* START TEXT SEGMENT *

Clichy-Batignolles Eco-District in Paris


In the heart of Paris, this ambitious project takes up two large city blocks contiguous with the strategic position between Haussmannian Paris and 21st-century Paris of the Clichy-Batignolles eco-district, for which it serves as the bridgehead. A particular feature of this new district is its generous open urban spaces: the Square des Batignolles, the train tracks and the Parc Martin Luther King.

This new development is in fact located at the juncture of beautiful Haussmannian buildings aligned around Square des Batignolles and the new Parc Martin Luther King. Fully aware of the break in scale imposed on the new ZAC (joint development zone), one of the aims of this project was to ensure a gradual transition between these two centuries through a modulation of volumes in order to connect the two scales.

This explains why skyline of the first block, with the sober framework on the white concrete façades, which echo the cut stone of 18th and 19th century Paris. Further beyond, on the second city block, the volumes are sculpted into more contemporary shapes with the latest materials proclaiming the main objectives of the new district. This project, overlooking what remains of the footprint of the historic railyards leading to the Gare Saint-Lazare, is highly complex in several ways.

In particular, it is composed of a wide variety of programs, which are for the most part standing atop an artificial ground at 10 meters (32.8 feet) above the rue Cardinet. Thus, the project is designed to reconcile all the components of a mixed-use program, notably by means of superimposition, while also dealing with the connection on the street level between the ZAC and the Haussmannian Paris.

Lot O1 contains commercial spaces, middleincome rental apartments and first-time buyer apartments, as well as a residence hall for doctoral students. There is a 460-place parking garage in the base of the building made available to the entire district. Finally, this block benefits from a Paris subway entrance to the line 14 extension. To facilitate and make its flows profitable, a deal was reached to embed a large shopping mall open to the city and located at the highly visible corner of the rue Cardinet and the rue Rostropovitch.

This broad plaza, open to the public, opens perspectives on several levels, notably toward the new Parc Martin Luther-King and the century-old Square des Batignolles. On the Parc Martin Luther- King side, a long outdoor corridor evokes the staircases on the Butte Montmartre. Overlooking the street, it leads to the new Place Françoise Dorin. The built volumes gradually hew to the imposing skyline of the Batignolles district.

* END TEXT SEGMENT *
* START COLLECTED MATERIAL *

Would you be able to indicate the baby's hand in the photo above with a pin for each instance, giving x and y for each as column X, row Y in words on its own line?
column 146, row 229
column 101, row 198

* END COLLECTED MATERIAL *

> OBJECTIVE: Decide whether each statement agrees with the text on the Clichy-Batignolles eco-district, answering yes or no and quoting the deciding words of the text: 1. The parking garage in the base of the building has 460 places. 2. Most of the programs stand on an artificial ground 10 meters above the rue Rostropovitch. 3. Lot O1 includes a residence hall for doctoral students. The material above plays no part in this.

> ANSWER FOR THE TASK:
1. Yes: "There is a 460-place parking garage in the base of the building made available to the entire district."
2. No: "standing atop an artificial ground at 10 meters (32.8 feet) above the rue Cardinet."
3. Yes: "as well as a residence hall for doctoral students."